[Source data]
-- -- --

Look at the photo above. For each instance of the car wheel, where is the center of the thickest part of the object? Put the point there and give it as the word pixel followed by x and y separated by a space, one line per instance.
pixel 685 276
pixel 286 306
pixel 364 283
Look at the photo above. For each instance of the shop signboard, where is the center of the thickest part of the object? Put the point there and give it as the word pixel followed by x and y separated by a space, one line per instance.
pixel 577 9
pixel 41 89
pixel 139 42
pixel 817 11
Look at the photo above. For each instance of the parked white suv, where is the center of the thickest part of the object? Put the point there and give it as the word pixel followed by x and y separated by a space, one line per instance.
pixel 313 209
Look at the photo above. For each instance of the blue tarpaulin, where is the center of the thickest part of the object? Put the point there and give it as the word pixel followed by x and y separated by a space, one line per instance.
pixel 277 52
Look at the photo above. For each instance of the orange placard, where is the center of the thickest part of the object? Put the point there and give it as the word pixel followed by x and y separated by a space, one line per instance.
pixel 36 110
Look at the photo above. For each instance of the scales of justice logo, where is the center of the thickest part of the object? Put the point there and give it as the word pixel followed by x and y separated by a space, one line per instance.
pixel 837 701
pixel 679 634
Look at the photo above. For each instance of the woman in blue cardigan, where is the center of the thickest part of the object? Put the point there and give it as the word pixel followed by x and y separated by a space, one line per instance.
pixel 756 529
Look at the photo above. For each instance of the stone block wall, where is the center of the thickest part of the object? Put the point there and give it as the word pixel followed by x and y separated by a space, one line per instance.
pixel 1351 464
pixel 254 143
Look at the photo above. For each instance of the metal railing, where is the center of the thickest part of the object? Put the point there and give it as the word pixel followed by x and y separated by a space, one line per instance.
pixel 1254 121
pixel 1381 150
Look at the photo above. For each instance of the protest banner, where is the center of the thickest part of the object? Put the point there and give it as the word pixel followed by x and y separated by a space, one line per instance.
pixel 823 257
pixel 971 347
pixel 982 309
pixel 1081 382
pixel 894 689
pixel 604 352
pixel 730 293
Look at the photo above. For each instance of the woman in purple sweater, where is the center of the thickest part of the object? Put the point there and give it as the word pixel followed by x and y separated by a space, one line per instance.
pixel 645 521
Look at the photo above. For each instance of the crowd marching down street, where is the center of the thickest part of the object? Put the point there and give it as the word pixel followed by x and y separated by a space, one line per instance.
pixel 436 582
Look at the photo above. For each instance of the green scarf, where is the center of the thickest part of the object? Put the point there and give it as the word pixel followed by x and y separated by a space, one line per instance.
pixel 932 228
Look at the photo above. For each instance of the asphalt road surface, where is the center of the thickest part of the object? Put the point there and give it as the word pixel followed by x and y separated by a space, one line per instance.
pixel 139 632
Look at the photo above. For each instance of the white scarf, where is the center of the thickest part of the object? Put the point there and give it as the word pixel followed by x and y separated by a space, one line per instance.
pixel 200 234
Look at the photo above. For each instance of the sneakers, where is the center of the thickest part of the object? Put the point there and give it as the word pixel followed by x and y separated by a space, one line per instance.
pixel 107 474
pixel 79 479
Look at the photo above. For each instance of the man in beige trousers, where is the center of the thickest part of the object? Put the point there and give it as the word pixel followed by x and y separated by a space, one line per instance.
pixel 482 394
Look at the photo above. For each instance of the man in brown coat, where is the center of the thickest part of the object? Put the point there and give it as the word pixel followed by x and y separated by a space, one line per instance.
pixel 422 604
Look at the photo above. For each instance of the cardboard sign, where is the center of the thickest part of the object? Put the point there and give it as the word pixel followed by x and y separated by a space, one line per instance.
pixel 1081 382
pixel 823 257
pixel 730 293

-- -- --

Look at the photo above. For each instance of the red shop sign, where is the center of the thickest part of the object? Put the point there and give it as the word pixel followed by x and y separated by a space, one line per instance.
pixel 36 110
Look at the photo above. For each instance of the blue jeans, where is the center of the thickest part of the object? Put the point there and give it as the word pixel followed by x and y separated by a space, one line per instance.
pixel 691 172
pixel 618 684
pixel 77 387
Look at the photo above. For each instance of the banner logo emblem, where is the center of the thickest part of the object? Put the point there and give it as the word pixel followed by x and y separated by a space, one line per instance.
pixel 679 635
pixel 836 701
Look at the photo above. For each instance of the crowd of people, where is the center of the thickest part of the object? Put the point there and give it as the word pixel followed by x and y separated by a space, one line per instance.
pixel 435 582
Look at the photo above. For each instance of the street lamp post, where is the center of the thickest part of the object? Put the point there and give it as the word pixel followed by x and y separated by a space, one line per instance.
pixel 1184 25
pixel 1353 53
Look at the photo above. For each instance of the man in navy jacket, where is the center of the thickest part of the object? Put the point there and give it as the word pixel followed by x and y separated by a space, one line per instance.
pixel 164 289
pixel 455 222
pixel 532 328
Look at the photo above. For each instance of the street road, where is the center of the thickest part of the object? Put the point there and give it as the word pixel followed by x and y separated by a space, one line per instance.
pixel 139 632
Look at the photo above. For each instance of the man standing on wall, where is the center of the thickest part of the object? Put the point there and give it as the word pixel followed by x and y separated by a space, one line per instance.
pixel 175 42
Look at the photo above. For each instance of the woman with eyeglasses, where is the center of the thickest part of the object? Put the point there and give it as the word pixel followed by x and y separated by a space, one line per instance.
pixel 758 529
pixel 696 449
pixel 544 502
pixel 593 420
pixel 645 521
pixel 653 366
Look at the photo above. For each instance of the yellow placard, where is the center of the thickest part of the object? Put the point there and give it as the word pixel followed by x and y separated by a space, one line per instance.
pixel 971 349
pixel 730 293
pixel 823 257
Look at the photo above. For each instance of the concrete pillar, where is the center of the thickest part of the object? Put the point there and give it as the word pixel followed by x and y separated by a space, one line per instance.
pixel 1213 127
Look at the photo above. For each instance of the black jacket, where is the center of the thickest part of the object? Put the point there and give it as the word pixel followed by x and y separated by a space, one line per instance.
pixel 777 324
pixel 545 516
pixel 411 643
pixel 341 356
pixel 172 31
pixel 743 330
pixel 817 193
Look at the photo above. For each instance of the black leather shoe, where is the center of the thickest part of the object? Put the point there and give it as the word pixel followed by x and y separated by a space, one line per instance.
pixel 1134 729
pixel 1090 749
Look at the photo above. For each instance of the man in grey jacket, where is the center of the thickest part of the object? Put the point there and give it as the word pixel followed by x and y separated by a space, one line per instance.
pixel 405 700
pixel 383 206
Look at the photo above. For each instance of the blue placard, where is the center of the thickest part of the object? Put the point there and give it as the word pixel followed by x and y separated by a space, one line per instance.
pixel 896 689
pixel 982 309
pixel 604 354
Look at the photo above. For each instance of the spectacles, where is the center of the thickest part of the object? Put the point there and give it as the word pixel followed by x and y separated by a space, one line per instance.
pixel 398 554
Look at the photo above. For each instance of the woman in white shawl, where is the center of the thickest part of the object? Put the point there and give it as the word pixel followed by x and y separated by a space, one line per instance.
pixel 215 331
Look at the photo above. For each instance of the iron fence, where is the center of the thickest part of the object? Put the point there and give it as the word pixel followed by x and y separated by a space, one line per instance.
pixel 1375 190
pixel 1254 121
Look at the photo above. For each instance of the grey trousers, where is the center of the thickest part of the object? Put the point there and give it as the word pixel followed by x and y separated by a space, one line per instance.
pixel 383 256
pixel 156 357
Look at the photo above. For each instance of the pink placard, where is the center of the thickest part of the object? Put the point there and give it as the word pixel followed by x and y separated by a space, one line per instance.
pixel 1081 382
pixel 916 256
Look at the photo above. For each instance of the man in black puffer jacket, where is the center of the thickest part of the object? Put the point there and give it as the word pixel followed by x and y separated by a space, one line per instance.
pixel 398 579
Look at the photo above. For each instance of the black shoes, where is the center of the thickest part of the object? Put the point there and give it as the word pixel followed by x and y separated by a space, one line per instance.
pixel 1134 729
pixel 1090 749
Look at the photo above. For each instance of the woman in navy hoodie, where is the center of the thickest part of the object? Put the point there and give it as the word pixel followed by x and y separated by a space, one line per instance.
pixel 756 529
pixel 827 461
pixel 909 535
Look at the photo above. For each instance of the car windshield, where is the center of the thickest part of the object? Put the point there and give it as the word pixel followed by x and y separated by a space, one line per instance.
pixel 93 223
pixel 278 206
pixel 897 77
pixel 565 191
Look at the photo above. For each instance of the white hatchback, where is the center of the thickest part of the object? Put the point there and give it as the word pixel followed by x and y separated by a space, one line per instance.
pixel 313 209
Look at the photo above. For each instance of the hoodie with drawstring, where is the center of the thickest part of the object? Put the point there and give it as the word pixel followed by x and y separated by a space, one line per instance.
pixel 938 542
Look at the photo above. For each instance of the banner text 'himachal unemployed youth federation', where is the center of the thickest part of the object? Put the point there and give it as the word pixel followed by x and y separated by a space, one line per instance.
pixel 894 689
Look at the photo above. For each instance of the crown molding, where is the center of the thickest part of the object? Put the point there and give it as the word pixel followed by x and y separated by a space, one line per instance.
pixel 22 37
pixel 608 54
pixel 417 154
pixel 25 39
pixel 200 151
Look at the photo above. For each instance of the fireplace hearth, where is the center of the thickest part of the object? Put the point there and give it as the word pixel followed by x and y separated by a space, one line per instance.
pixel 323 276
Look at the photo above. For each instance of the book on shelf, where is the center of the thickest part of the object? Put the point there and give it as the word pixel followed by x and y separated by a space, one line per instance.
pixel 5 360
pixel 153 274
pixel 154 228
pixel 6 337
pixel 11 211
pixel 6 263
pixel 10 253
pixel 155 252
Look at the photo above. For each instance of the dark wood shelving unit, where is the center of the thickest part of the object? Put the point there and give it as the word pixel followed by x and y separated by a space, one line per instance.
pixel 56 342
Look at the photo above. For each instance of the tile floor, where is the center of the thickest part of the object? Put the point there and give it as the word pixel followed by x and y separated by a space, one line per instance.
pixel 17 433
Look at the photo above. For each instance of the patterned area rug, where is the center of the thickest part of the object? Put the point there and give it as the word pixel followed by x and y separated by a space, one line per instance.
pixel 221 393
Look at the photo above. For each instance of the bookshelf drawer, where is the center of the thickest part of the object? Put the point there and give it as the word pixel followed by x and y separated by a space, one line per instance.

-- -- --

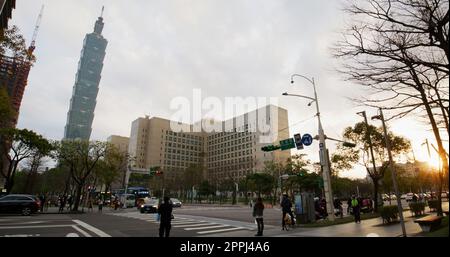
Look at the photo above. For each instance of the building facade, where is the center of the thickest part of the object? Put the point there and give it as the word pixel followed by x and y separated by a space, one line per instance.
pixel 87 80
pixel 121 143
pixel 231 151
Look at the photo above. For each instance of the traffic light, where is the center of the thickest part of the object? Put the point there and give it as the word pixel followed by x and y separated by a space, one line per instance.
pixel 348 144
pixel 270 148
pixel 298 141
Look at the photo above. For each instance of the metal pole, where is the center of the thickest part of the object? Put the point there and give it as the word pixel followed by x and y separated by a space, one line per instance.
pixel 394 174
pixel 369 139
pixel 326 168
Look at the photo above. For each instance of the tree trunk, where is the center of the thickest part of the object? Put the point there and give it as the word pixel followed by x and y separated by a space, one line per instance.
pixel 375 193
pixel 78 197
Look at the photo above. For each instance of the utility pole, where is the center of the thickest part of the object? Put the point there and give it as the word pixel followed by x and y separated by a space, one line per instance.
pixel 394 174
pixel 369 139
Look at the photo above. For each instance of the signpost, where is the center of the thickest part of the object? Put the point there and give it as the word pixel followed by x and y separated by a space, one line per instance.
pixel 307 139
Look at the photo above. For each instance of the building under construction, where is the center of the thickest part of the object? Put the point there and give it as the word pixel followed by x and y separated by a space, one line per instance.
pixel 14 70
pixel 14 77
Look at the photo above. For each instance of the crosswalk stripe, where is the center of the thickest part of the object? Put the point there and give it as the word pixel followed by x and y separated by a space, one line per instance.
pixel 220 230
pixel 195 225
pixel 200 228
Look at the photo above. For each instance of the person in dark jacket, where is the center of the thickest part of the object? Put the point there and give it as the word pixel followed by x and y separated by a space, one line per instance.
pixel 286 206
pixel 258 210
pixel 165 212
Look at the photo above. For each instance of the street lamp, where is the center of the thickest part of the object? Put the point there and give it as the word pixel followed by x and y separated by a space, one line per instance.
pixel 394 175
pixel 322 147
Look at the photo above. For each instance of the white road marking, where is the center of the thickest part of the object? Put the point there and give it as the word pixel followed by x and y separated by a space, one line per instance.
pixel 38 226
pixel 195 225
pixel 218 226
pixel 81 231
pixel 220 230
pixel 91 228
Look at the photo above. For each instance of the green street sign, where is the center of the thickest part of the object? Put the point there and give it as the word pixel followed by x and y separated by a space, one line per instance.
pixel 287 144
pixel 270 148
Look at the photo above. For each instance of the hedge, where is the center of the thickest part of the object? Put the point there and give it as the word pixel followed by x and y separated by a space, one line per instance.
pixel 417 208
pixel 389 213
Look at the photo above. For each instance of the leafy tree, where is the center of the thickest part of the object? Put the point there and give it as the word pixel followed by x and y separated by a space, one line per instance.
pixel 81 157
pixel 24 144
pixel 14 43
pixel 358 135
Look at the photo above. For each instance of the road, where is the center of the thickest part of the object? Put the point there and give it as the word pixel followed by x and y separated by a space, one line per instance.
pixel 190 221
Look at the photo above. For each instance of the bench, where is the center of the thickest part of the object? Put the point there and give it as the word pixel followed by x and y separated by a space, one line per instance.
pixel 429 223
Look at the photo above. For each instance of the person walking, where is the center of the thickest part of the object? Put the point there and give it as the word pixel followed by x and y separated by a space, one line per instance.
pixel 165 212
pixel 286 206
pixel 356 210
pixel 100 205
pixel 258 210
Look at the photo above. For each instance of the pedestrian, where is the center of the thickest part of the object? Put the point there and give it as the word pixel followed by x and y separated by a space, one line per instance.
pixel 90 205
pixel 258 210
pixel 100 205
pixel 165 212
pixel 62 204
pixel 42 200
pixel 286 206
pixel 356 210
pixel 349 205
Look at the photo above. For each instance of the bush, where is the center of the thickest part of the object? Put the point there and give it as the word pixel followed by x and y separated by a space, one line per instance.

-- -- --

### Your task
Put the lines of the records from the one containing "the building under" through the one containing "pixel 14 77", both included, into a JSON list of strings. Give one string per line and leave out blank lines.

### Task response
[
  "Look at the photo above. For each instance of the building under construction, where is the center of the thickest part of the object? Put the point there and give it as the word pixel followed by x and y separated by a space, one line per instance.",
  "pixel 14 70",
  "pixel 14 77"
]